ASSIGNED TASK A
List every concern that the Venezuela talks news report says prompted the discussions between allies of Maduro and Guaido.
ASSIGNED TASK B
Write the next part of the news report on the secret Maduro–Guaido talks, picking up after its final sentence.

TEXT EXCERPT
CARACAS (Reuters) - Allies of both Venezuelan President Nicolas Maduro and his bitter foe, opposition leader Juan Guaido, have secretly begun exploratory talks as concerns grow about the possible impact of the spread of the coronavirus, according to sources on both sides.
The discussions emerged from concerns about the respiratory illness COVID-19, hyperinflation and growing fuel shortages, as well as worries among some members of the ruling Socialist Party about how to ensure their political survival under a possible change of government as Washington tightens sanctions, the sources said.
The talks, which have no clear agenda, show that allies of both Maduro and Guaido remain unconvinced they can defeat the other amid a global pandemic and a broad U.S. sanctions program meant to push Maduro from office.
“There are two extremes: Maduro and those who believe that the virus will end Guaido’s leadership, and those on the other side (who) hope this crisis will bring down Maduro,” said an opposition legislator in favor of the rapprochement.
“I think we have to find solutions.”
Reuters was unable to determine when the talks began, where or how they are taking place, and how Maduro and Guaido view them. Seven sources, who represent both sides of Venezuela’s deep political divide, confirmed the talks.
Maduro and Guaido are competing with one another to help combat the effects of the pandemic, with each side convinced the outbreak will undermine the other politically, said the sources, who asked not to be identified.
Activists and rights groups around the world have urged the two factions to seek a truce in order to coordinate the delivery of aid and boost gasoline imports.
The U.S. State Department in March offered to begin lifting parts of the sanctions if members of the Socialist Party form an interim government without Maduro, a plan backed by Guaido but quickly shot down by the government.
Venezuela’s information ministry and Guaido’s press team did not reply to a request for comment about the current talks.

GIVEN MATERIAL
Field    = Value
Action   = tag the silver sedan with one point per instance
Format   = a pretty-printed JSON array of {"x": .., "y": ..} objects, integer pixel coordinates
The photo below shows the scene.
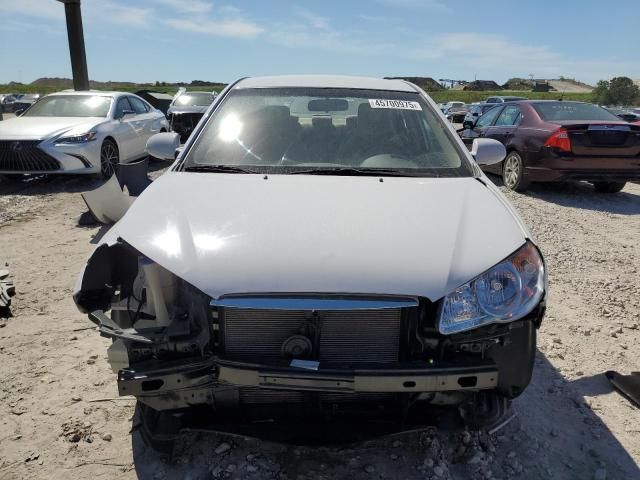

EXPECTED ANSWER A
- The respiratory illness COVID-19
- Hyperinflation
- Growing fuel shortages
- Worries among some members of the ruling Socialist Party about ensuring their political survival under a possible change of government as Washington tightens sanctions

EXPECTED ANSWER B
Guaido later on Tuesday denied the approach after the initial Reuters story was published. “This information is false,” he wrote on his Twitter account. “The democratic alternative is united in its cause and there is only one possible agreement to save Venezuela: to form a National Emergency Government, without drug traffickers in Miraflores, that can access international aid that we need.”
A source in Washington familiar with the matter told Reuters on Tuesday: “There are many private conversations among people in the regime and the opposition, especially since the U.S. announced the transition plan.” The person added: “And there are certainly efforts by Guaido and others to get more aid in to fight the pandemic. That’s led to more conversations by individuals in the opposition and individuals in the regime. What has not happened is any political negotiation.”
The State Department confirmed conversations between representatives of the opposition and officials in Maduro’s government.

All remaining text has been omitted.